## Text passage
════════

Congressional lawmakers on Tuesday introduced a bill intended to reduce the threat of "dirty bombs" and radiological sabotage.

Sens. Hillary Clinton, D-N.Y., Judd Gregg, D-N.H., and Rep. Ed Markey, D-Mass., introduced the measure, which calls for better tracking of radioactive materials.

The bill would create a task force, headed by the Nuclear Regulatory Commission, to help prevent a "dirty bomb" attack in the United States.

Radioactive material that could potentially be used by terrorists would be classified and tracked by the NRC, and a national system for recovery and storage of unused material would be established.

"While the federal government has made great strides in tightening security and passing legislation to prevent bioterrorism, we are still vulnerable in counter-radiological terrorism," Gregg said.

The NRC reports that although radioactive material is lost or stolen an average 375 times per year, the recovery rate is only 60 percent. The NRC stopped tracking radioactive material by serial number in 1984.

In addition, the International Atomic Energy Agency, the same organization that conducts nuclear inspections in Iraq and North Korea, says that over 100 nations may have inadequate control and monitoring programs for radioactive material.

"Fed Ex and Lands' End have a better tracking system that the United States has in tracking radiological sources," Markey said.

Clinton pointed out that radioactive materials are widely used in hospitals, research labs, oil drilling facilities and even smoke detectors. She said the bill would help ensure proper tracking, recovery and storage of such materials and would impose more rigorous export controls.

Markey said it was no secret that terrorist groups such as Al Qaeda are trying to build "dirty bombs" or homemade nuclear weapons.

U.S. and allied troops have found documents containing nuclear information in caves in Afghanistan, and a recent report released by the British government said that Usama bin Laden's Al Qaeda network has already built a crude radiological weapon, he said.

"Despite this, and despite the recent designation to a 'Code Orange' security threat in which dirty bombs were explicitly mentioned by [Homeland Security] Secretary [Tom] Ridge," Markey said, "we have yet to do anything to improve the security of these materials."

════════

## Information

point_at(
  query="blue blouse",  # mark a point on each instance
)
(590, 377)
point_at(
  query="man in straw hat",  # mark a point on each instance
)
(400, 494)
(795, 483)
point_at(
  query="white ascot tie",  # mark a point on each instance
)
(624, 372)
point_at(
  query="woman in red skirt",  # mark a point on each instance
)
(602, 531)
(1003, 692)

════════

## Required work
1. In the news article about the dirty bomb bill, in what year did the NRC stop tracking radioactive material by serial number?
2. Write the next few paragraphs of the news article about the dirty bomb bill, picking up after its final quote.

## Written responses
1. 1984

2.
The NRC estimates that even a small "dirty bomb" — conventional explosive stuffed or wrapped with radioactive material — could contaminate several city blocks.

Clinton said that while the U.S. government was talking about protecting the homeland from terror threats, and individuals were being told to take steps such as storing water and keeping duct tape handy, "there's been a reluctance [on the part of the administration] to establish any requirements [that might help thwart an attack]."

"Our heightened state of 'Code Orange' alert reminds us the war against terrorism continues and we must be prepared on all levels," Gregg said. "I hope our efforts will impose cradle-to-grave control of powerful radiological sources that could potentially be obtained and used by terrorists."

Markey noted that the Federation of American Scientists found that blowing up a foot-long cobalt rod would contaminate hundreds of square miles and increase the risk of death from cancer dramatically for years.

Large food and medical sterilization facilities containing millions of curies of cobalt could become dirty bombs if a large truck bomb was detonated nearby, or if conventional explosives were hidden in a shipment to one of these facilities.

Markey also took aim at U.S. Customs, pointing out that Customs agents don't screen every package entering the this country from abroad to make sure it's not leaking radiation.

"In has been 18 months since the attacks of Sept. 11, and on the eve of war with Iraq, we are probably at a higher risk of new terrorist attacks than we have been since then," Markey said. "It is time to take action to address the threat of a dirty bomb attack."

The Bush administration believes that Al Qaeda probably was in possession of often-stolen radioactive contaminants such as strontium 90 and cesium 137, which could be used to make a dirty bomb.

Fox News' Julie Asher contributed to this report.